◆ **Task instructions**
Using the entries below, quote exactly the span of lines that begins with the line containing "Exercise. Point to every instance of the plastic" and ends with the final line.

[Data records]
====

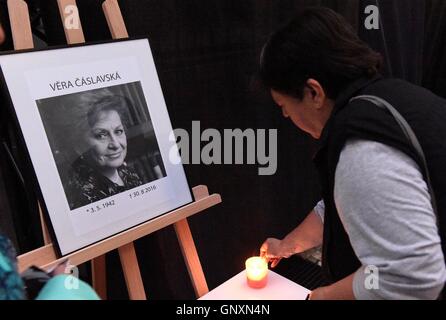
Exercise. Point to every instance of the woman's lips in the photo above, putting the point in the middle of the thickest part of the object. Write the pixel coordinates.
(114, 155)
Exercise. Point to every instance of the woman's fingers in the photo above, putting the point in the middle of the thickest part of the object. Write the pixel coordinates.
(275, 262)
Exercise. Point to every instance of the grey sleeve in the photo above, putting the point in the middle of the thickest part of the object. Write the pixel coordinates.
(384, 205)
(319, 209)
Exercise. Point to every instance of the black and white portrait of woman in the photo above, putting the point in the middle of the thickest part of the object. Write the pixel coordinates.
(103, 142)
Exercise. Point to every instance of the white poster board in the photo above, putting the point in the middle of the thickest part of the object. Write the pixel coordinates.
(96, 127)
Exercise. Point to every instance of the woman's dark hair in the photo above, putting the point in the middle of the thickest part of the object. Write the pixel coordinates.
(106, 103)
(320, 44)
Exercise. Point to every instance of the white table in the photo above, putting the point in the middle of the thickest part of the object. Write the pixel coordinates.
(278, 288)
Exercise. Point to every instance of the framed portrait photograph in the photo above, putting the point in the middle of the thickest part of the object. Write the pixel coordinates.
(96, 127)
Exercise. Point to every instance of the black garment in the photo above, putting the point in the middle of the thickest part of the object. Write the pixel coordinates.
(86, 185)
(425, 113)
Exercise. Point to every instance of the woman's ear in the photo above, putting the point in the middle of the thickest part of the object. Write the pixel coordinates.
(317, 92)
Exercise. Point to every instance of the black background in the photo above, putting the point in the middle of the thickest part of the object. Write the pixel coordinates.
(206, 54)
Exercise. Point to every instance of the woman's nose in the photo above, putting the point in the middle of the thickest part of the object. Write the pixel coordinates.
(285, 114)
(113, 143)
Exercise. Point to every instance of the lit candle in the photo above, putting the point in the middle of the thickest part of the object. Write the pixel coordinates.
(257, 272)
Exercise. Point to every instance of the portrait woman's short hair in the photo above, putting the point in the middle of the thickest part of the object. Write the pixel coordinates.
(320, 44)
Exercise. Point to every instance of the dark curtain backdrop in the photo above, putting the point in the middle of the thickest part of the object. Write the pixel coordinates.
(206, 54)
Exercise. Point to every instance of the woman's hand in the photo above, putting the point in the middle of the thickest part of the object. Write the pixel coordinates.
(274, 250)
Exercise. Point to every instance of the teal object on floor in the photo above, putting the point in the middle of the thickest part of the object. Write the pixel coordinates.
(11, 285)
(67, 287)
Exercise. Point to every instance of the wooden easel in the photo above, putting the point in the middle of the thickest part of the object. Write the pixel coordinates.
(45, 256)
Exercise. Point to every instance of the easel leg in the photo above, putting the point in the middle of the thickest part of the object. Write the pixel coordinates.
(131, 271)
(99, 276)
(191, 257)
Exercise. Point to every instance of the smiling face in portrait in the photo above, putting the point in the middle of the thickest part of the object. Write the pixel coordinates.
(107, 141)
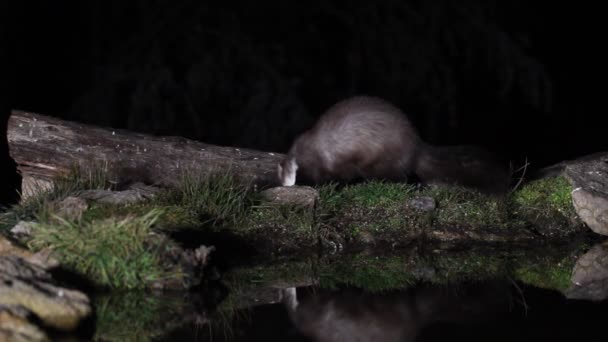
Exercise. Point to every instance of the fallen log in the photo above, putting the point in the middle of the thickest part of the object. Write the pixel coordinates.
(45, 147)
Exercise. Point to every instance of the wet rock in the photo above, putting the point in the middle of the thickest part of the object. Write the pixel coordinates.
(422, 203)
(22, 229)
(15, 326)
(135, 193)
(589, 179)
(30, 287)
(590, 275)
(190, 263)
(71, 208)
(42, 258)
(303, 196)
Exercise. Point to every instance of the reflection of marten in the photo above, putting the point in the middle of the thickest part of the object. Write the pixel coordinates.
(365, 137)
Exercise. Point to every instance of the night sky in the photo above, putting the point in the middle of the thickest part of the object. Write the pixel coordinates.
(521, 78)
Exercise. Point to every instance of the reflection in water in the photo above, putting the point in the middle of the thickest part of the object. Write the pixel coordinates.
(590, 275)
(497, 310)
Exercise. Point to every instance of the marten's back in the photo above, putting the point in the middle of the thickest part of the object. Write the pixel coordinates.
(360, 137)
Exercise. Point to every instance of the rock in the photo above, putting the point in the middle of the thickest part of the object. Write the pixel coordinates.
(29, 286)
(42, 258)
(589, 178)
(589, 278)
(303, 196)
(71, 208)
(135, 193)
(422, 203)
(22, 229)
(15, 326)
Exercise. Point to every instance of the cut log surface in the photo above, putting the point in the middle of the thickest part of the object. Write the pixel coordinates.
(45, 147)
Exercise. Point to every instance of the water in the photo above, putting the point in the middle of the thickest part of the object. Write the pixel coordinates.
(478, 294)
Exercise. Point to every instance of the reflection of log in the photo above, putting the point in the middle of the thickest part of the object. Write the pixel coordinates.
(45, 147)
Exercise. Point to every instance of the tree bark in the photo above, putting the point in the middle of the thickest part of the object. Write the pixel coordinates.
(46, 147)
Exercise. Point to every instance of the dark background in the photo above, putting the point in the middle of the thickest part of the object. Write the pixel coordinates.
(522, 78)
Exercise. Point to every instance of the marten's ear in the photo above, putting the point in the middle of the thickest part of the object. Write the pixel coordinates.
(286, 171)
(280, 171)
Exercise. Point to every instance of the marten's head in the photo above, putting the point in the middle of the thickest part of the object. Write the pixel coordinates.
(286, 170)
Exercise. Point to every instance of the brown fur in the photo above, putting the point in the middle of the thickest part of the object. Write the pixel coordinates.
(368, 138)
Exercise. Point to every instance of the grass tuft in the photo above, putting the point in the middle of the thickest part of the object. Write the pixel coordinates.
(112, 252)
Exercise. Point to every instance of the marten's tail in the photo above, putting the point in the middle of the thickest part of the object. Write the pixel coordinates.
(469, 166)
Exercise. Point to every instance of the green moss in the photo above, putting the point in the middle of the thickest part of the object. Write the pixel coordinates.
(114, 252)
(136, 315)
(551, 274)
(37, 205)
(464, 207)
(545, 194)
(215, 199)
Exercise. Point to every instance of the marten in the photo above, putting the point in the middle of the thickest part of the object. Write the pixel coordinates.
(366, 137)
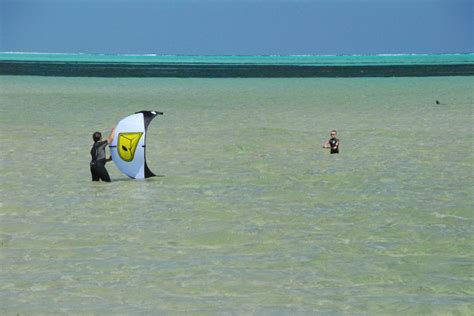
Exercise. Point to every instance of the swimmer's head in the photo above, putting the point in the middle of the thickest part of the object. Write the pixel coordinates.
(96, 136)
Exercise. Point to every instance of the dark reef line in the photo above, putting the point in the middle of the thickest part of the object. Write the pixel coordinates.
(189, 70)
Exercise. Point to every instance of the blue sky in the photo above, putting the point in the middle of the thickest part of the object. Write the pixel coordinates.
(237, 27)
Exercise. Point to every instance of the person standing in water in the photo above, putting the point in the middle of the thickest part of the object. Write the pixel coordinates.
(332, 143)
(99, 159)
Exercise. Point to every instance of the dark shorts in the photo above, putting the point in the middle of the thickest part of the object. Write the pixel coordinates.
(99, 172)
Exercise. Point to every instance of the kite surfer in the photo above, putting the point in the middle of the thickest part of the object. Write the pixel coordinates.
(332, 143)
(98, 155)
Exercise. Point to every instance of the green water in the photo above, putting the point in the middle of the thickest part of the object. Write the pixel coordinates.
(250, 215)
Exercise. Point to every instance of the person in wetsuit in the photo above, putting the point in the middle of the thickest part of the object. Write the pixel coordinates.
(332, 143)
(99, 159)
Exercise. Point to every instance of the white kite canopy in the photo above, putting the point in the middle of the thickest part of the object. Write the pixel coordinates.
(129, 144)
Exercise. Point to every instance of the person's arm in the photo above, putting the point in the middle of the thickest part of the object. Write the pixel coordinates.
(111, 136)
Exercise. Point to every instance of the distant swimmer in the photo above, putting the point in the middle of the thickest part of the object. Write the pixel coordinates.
(99, 159)
(332, 143)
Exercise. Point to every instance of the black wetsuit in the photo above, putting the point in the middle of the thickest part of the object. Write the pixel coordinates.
(334, 143)
(98, 161)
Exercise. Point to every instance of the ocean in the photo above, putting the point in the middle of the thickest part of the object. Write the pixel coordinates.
(248, 214)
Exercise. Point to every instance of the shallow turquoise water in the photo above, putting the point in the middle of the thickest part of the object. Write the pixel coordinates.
(250, 215)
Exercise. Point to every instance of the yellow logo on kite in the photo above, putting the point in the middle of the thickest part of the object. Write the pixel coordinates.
(127, 145)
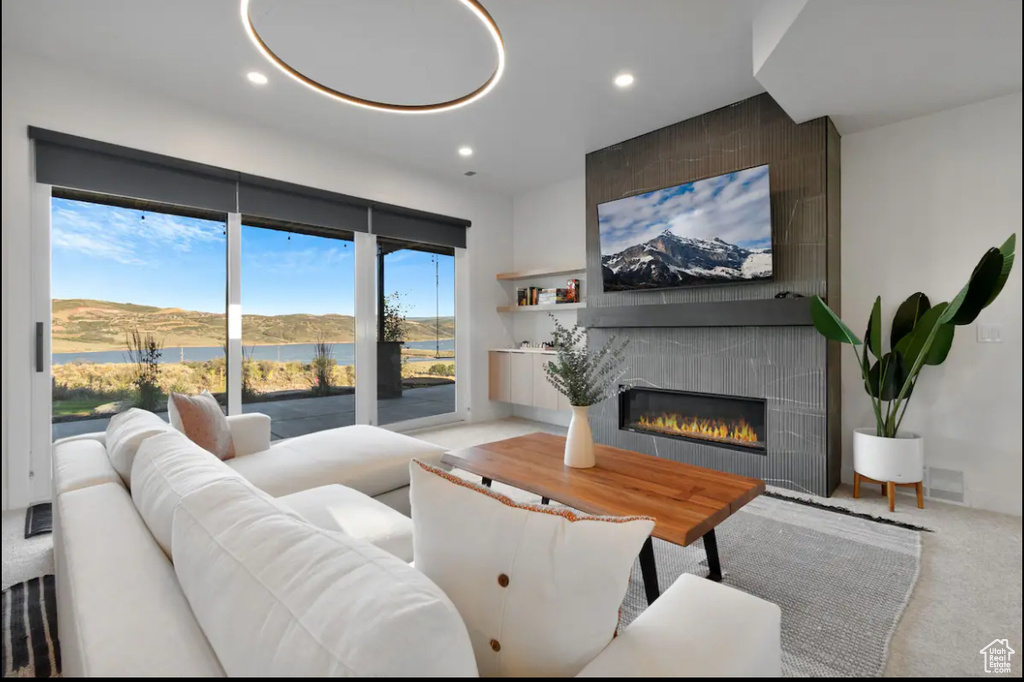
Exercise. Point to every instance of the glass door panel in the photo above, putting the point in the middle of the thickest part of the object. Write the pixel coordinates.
(137, 306)
(416, 335)
(298, 355)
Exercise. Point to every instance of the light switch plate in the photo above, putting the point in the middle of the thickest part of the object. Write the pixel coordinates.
(989, 333)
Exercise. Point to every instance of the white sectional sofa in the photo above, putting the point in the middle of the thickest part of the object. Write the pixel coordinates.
(209, 567)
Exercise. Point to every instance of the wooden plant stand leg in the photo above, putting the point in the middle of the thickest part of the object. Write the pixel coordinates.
(889, 489)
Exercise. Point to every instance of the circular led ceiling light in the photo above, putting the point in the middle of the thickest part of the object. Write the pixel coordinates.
(468, 98)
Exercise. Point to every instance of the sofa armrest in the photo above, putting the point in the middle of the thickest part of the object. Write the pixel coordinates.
(99, 436)
(250, 433)
(696, 629)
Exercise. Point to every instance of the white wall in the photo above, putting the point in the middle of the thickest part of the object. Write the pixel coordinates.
(549, 231)
(41, 94)
(922, 201)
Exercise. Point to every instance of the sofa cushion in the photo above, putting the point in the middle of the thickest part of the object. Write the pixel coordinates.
(278, 596)
(201, 418)
(120, 609)
(125, 433)
(539, 587)
(369, 459)
(81, 463)
(340, 508)
(167, 467)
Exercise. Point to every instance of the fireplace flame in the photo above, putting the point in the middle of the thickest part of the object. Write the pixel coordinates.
(733, 431)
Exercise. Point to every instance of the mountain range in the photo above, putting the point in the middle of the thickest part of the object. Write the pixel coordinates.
(669, 260)
(85, 325)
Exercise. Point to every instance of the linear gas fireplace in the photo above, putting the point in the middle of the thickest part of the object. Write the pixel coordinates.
(726, 421)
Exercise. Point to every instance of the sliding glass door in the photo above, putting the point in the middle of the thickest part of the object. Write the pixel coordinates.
(416, 331)
(137, 307)
(138, 299)
(298, 326)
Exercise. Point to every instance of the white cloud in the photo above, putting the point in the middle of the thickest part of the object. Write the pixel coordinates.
(733, 207)
(124, 236)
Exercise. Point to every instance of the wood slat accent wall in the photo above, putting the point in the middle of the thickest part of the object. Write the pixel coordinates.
(792, 368)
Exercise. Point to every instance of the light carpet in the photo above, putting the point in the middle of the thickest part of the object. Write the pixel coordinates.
(842, 582)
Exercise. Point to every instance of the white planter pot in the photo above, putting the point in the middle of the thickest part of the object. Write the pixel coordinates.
(580, 441)
(900, 460)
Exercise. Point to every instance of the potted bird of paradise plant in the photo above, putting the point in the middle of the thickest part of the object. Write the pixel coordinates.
(921, 335)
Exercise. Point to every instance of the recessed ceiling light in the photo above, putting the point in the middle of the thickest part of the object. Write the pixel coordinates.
(624, 80)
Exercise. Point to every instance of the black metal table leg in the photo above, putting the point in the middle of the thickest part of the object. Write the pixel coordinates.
(711, 549)
(649, 570)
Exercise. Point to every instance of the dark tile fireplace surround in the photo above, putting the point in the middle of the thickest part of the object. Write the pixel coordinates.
(729, 378)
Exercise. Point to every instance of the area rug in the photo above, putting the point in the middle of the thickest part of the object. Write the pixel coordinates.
(841, 581)
(30, 646)
(39, 519)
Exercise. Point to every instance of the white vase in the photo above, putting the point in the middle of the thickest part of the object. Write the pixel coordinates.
(900, 460)
(580, 441)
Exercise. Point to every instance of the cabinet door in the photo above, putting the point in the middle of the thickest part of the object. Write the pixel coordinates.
(500, 387)
(545, 394)
(522, 378)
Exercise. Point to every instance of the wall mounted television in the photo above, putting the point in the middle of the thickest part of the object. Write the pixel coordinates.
(711, 231)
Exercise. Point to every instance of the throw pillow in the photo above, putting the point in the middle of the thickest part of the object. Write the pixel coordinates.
(125, 433)
(201, 418)
(539, 587)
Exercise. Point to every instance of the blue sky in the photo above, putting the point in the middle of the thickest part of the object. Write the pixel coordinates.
(733, 207)
(113, 254)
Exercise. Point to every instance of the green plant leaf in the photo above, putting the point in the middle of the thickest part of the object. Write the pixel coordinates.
(980, 288)
(1007, 250)
(828, 324)
(918, 344)
(886, 377)
(906, 316)
(941, 344)
(872, 335)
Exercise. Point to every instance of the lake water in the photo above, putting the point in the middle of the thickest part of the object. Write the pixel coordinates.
(344, 353)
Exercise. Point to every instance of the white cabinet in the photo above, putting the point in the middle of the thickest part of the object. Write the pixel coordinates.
(499, 373)
(517, 377)
(522, 378)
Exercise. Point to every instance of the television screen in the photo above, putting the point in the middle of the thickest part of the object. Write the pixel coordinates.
(710, 231)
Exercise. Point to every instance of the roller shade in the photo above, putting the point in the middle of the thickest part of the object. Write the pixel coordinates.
(87, 165)
(295, 203)
(79, 163)
(411, 225)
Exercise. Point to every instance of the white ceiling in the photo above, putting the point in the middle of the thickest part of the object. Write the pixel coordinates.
(864, 62)
(870, 62)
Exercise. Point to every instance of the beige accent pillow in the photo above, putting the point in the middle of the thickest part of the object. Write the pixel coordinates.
(201, 418)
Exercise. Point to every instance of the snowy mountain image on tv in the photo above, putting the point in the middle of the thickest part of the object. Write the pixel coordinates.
(710, 231)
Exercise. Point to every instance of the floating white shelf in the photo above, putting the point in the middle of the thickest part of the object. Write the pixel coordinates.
(540, 308)
(529, 274)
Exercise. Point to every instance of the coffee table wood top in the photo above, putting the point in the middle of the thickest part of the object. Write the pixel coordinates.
(685, 501)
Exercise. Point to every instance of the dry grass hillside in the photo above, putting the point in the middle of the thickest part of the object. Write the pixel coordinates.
(84, 325)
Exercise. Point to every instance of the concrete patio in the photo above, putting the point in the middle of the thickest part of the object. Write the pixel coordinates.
(300, 416)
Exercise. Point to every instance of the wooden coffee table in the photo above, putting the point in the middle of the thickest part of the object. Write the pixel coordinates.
(686, 502)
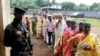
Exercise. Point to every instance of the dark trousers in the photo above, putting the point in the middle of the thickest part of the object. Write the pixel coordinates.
(18, 53)
(51, 38)
(34, 29)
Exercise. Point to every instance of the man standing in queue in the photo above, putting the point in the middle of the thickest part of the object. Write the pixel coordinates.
(17, 36)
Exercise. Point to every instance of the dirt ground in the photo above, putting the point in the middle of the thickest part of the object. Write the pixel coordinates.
(41, 48)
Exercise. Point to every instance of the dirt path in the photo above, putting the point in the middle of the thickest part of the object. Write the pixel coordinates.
(40, 48)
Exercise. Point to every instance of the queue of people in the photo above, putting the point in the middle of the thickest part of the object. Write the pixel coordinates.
(70, 38)
(64, 36)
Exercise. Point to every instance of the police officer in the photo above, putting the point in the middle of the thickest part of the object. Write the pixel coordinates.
(34, 25)
(16, 35)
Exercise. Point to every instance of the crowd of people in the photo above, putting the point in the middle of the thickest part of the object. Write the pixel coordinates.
(68, 37)
(64, 35)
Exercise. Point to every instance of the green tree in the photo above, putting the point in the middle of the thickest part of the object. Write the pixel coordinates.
(68, 6)
(83, 7)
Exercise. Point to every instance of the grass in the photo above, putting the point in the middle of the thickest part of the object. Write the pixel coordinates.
(94, 22)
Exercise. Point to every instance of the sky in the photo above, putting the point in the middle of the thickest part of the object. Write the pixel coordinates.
(87, 2)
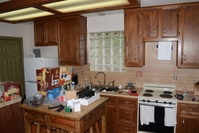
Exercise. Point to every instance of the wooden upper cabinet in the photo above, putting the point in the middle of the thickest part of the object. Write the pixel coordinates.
(149, 23)
(72, 40)
(46, 33)
(134, 48)
(189, 39)
(160, 23)
(169, 22)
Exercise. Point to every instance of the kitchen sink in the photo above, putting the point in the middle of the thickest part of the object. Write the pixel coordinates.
(107, 89)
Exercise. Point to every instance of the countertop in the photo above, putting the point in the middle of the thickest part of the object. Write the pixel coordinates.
(85, 110)
(123, 93)
(4, 104)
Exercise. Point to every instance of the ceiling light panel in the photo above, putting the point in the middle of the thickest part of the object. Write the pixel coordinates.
(22, 14)
(78, 5)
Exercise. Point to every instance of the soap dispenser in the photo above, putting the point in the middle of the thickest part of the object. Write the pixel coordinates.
(130, 86)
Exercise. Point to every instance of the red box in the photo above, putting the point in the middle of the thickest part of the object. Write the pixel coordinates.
(50, 78)
(66, 73)
(9, 90)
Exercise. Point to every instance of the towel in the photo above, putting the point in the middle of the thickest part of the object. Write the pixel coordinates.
(170, 117)
(146, 114)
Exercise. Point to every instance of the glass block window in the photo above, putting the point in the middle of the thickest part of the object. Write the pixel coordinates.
(107, 51)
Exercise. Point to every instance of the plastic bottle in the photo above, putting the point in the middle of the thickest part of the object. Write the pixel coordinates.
(72, 85)
(86, 82)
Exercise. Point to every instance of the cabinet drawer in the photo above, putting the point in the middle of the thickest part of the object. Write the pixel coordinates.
(36, 117)
(92, 117)
(192, 109)
(127, 115)
(112, 100)
(128, 102)
(62, 121)
(125, 128)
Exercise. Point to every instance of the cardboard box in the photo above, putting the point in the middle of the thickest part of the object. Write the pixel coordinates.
(50, 78)
(9, 91)
(84, 101)
(66, 73)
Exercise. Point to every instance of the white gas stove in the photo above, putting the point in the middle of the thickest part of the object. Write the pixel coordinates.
(158, 95)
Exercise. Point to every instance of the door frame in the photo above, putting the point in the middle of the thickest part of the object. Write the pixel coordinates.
(22, 84)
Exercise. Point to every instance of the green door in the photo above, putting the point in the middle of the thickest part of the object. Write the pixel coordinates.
(11, 61)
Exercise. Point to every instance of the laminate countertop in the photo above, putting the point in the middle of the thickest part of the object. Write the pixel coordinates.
(4, 104)
(123, 93)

====

◆ **Output for this task**
Exercise. Point to every instance of the plastic bottle in the photo above, putting the point in the middle of the thickest part of the object. Write the pixel coordinates.
(72, 85)
(86, 82)
Exercise. Point to every instance of the cabinet drawer in the photo above, putting the point in the middle of the thickest part of the object. Write the pixel coordinates.
(36, 117)
(92, 117)
(192, 109)
(127, 115)
(112, 100)
(128, 102)
(62, 121)
(125, 128)
Exercise. Point to every instance of the cardboard box in the photo above, putting the point in the middle of the thickest part of the object. Write the pixel coordinates.
(50, 78)
(9, 91)
(84, 101)
(66, 73)
Exercise. Point to every instance of the white gas stove in the photo above, putting the point in the middle of the thickest part of the object. Write the pixel coordinates.
(158, 95)
Exercise. Point to every instance of the door frame in the photo above, putting the point in the middle of the thickest part of the object. Write the pixel coordinates.
(22, 84)
Exercise. Point to every instance of the green door in the photo above, putting the point in the middle of the thickest part of the object. Write the pixel coordinates.
(11, 61)
Exercise. Point to every instance of the laminate countertop in the photo above, putting the point in the middle of the thickest part of the object. Write the pixel coordinates.
(4, 104)
(123, 93)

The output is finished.